**Yazılı Alıştırma A:** Plân konulu metne göre ülkemizin "Beş Yıllık Kalkınma Plânı" adıyla yaptığı plânlarda ne plânlanmıştır?
**Yazılı Alıştırma B:** Lütfen plân konulu metinde "Plân kısa, orta" ifadesinden başlayıp "gerçekleştirilecek yatırımlar plânlanmıştır." ifadesine kadar, bu ifade de dahil olmak üzere olan kısmı "yatırımlar" yerine "harcamalar" koyarak değiştirin ve yeniden yazın.
**Yazılı Alıştırma C:** Plân konulu metni bittiği yerden sürdürün.

**Metin Bölümü:**
:::

Efsunkar
Bayan Üye
Plân, bir faaliyette bulunurken güçlükle karşılaşmamak, faaliyete önceden vakıf olabilmek amacıyla yapılır. Eğitim, ekonomi, askerlik, fizik, kimya kısacası bütün alanlarda plân yapılmaktadır. Devletler de belli hedeflere ulaşmak, kalkınabilmek için plân yaparlar.
Plân kısa, orta ve uzun vadeli yapılabilir. Ülkemizin "Beş Yıllık Kalkınma Plânı" adı ile yapmış olduğu plânlarda beş yıl içinde gerçekleştirilecek yatırımlar plânlanmıştır.

:::

**Malzeme:**
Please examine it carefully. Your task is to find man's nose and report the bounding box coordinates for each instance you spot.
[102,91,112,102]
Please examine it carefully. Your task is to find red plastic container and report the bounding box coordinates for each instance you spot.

:::

**Çıktı A:** Beş yıl içinde gerçekleştirilecek yatırımlar plânlanmıştır.

**Çıktı B:**
Plân kısa, orta ve uzun vadeli yapılabilir. Ülkemizin "Beş Yıllık Kalkınma Plânı" adı ile yapmış olduğu plânlarda beş yıl içinde gerçekleştirilecek harcamalar plânlanmıştır.

**Çıktı C:**
Öğretim faaliyetlerinin de plânlı yürütülmesi esastır. Öğretim programlarında yer alan amaçların gerçekleştirilmesi için, plânlama gerekli görülmektedir. MEB'nın 1981 yılında yayınlamış olduğu "Eğitim-Öğretim Çalışmalarının Plânlı Yürütülmesine İlişkin Yönerge" gereğince, eğitim-öğretimde birlik ve bütünlüğü sağlamak, eğitimi, programda öngörülen amaçlara yöneltmek, çalışmaları etkili ve verimli hale getirmek üzere, MEB'na bağlı her derecedeki öğretim kurumlarında ve yurt dışında görevli öğretmenler, derslerine plânlı, programlı olarak yeterli hazırlıklarını yaparak gireceklerdir.
Türk eğitim sisteminde, üniversiteler hariç, tüm derece ve türdeki okullarda öğretimin plânlı yapılması bir zorunluluktur.
Plânlama üzerinde bilhassa ilkokullarda hassasiyetle durulmaktadır. Plânlama ilköğretimde, "İlköğretim Kurumları Yönetmeliği" ile, ortaöğretimde ise "Lise ve Ortaokullar Yönetmeliği" ile "mevzuat bağlayıcılığı" sıfatı kazanmakta ve kanunî bir zorunluluk olmaktadır.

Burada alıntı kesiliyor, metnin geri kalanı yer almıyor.